*Tasks to complete:*
A. In the commentary on Louisiana's rankings, what is the state's murder rate per 100,000 residents?
B. Continue the commentary on Louisiana's rankings and state pay after its final sentence.

*Selected excerpt:*
━━━━━━━━━━━━━━━━

Here are a few other rankings that contributed to the state’s overall anchor position:

  • Per capital income: 11th worst at $24,775;
  • Unemployment rate: 6th worst at 6.3 percent;
  • Percentage of population living below poverty level: 3rd worst at 19.8 percent;
  • Percentage of high school graduates: 3rd worst at 83.6 percent;
  • Life expectancy at birth: 4th worst at 75.7 years;
  • Infant deaths per 1,000 births: 5th worst at 7.49.

And just for good measure, another survey shows that Louisiana is the sixth most violent state in America with 514.7 violent crimes per 100,000 population. The state’s murder rate (10.3 per every 100,000 residents) is the highest in the nation and more than double the national rate (4.5 per 100,000 people). http://247wallst.com/special-report/2016/01/12/the-10-most-dangerous-states/2/

Statistics provided by the U.S. Department of Justice show a direct correlation between poverty and crime. http://www.bjs.gov/index.cfm?ty=pbdetail&iid=5137

But let’s not raise the minimum wage, Senator.

Here’s the real irony with Riser: he represents one of the poorest senatorial districts in the state which means he is undermining the interests of his own constituents. Could it be he does not want to pay his employees more?

At least Edwards has signed an executive order expanding Medicaid which will provide health care to some 300,000 citizens who were denied it under the Jindal administration.

And finally, for those state employees who have gone without raises, I’m sure by now you are well aware that state troopers received back-to-back raises totaling some 30 percent over a six-month period last year. http://theadvocate.com/news/legislature/12940806-123/state-troopers-get-hefty-back-to-back

But did you know that Edmonson is working quietly behind the scenes to implement an automatic annual pay increase for state troopers in addition to the usual merit raises (which, we need not remind you, have been denied other state employees)?

━━━━━━━━━━━━━━━━

*Source material:*
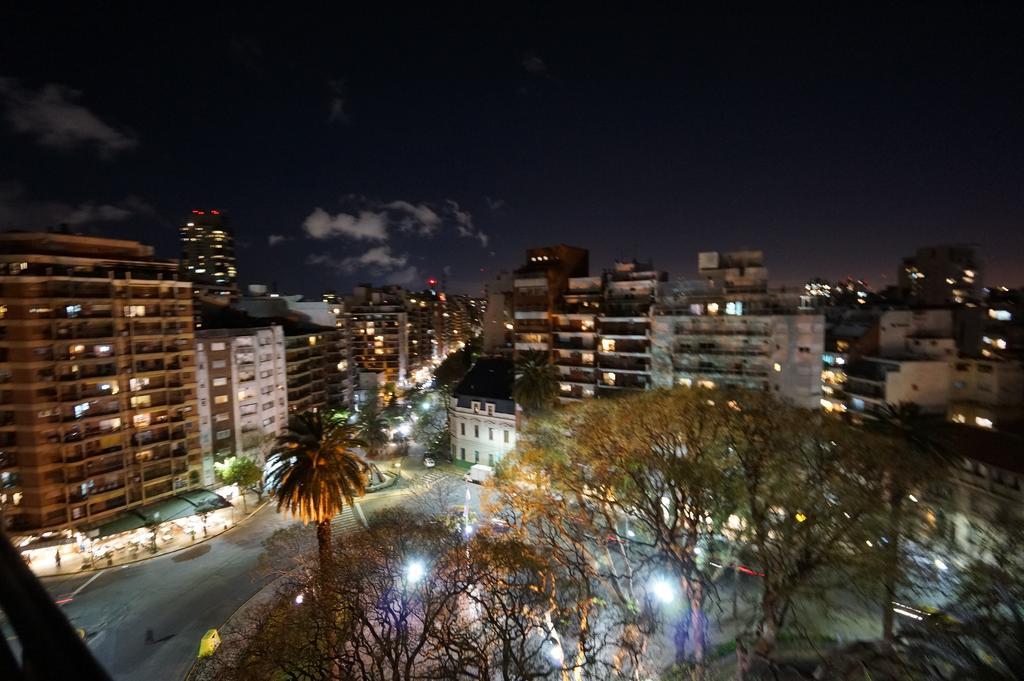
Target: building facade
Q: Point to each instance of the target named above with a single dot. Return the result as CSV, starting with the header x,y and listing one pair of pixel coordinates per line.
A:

━━━━━━━━━━━━━━━━

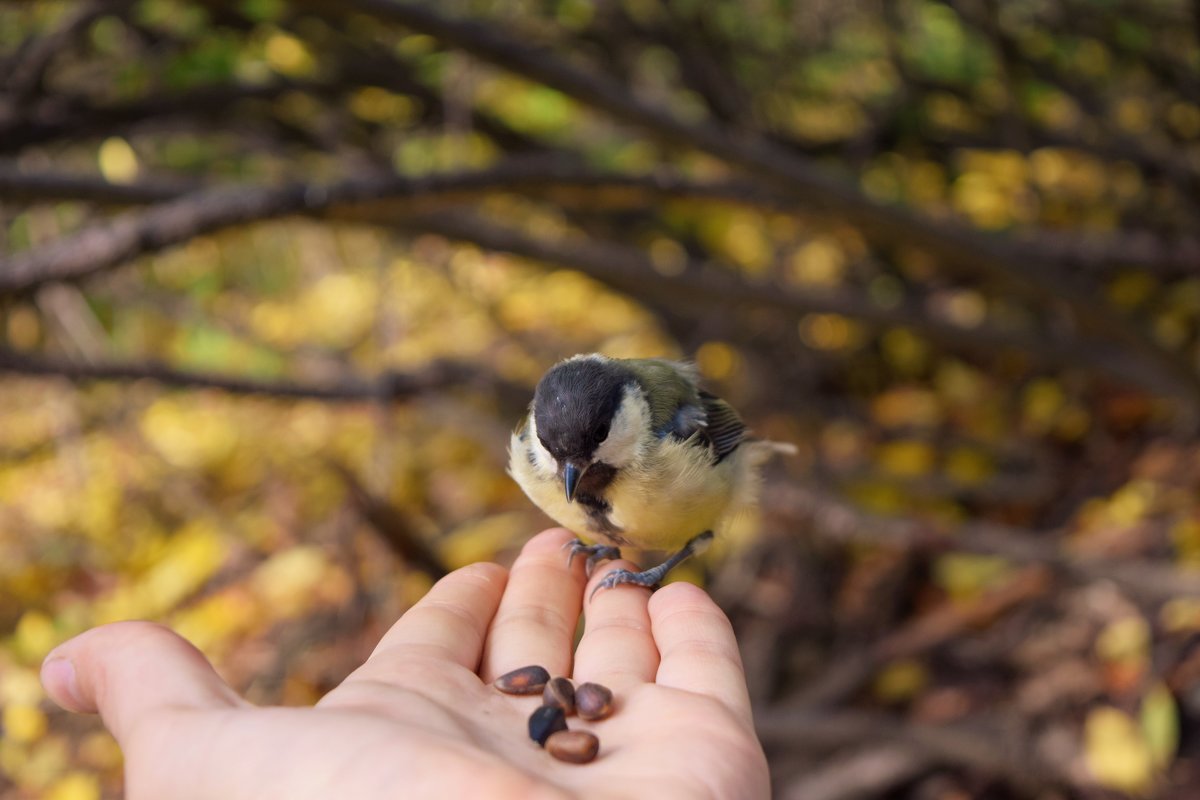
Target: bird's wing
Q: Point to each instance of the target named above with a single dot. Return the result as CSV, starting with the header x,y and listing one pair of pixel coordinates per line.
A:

━━━━━━━━━━━━━━━━

*Outputs by task:*
A. 10.3 per 100,000 residents, the highest in the nation.

B.
That’s right. He calls it a “longevity” increase and if he is successful, it will give state troopers, many of whom already make six-figure incomes, automatic raises each and every year, merit be damned. Longevity means by virtue of hanging onto one’s job, troopers get automatic raises.

While state employees may belong to a union (The American Federation of State, County and Municipal Employees—AFSCME—is the main player), state civil service rules prohibit state employees from striking. But why not a state employee association? That’s a pretty benign term. We have RSEA, the Retired State Employees Association of Louisiana. Members pay their own dues and a state employee association could be set up in the same manner. No one has the authority to ban an employee association—especially if there is no payroll deductions for dues. And for the more sensitive types, it removes the stigma of the word union from the discussion. (People forget, however, that it was unions’ efforts that ended child labor in oppressive sweat shops. Unions gave us the 40-hour work week. They fought for a minimum wage and for our retirement and medical benefits. And it was unions that led the fight for equal rights for women and minorities. We should never lose sight of those facts because unions, like ’em or not, were instrumental in creating America’s middle class that Republicans seem hell-bent on eliminating.)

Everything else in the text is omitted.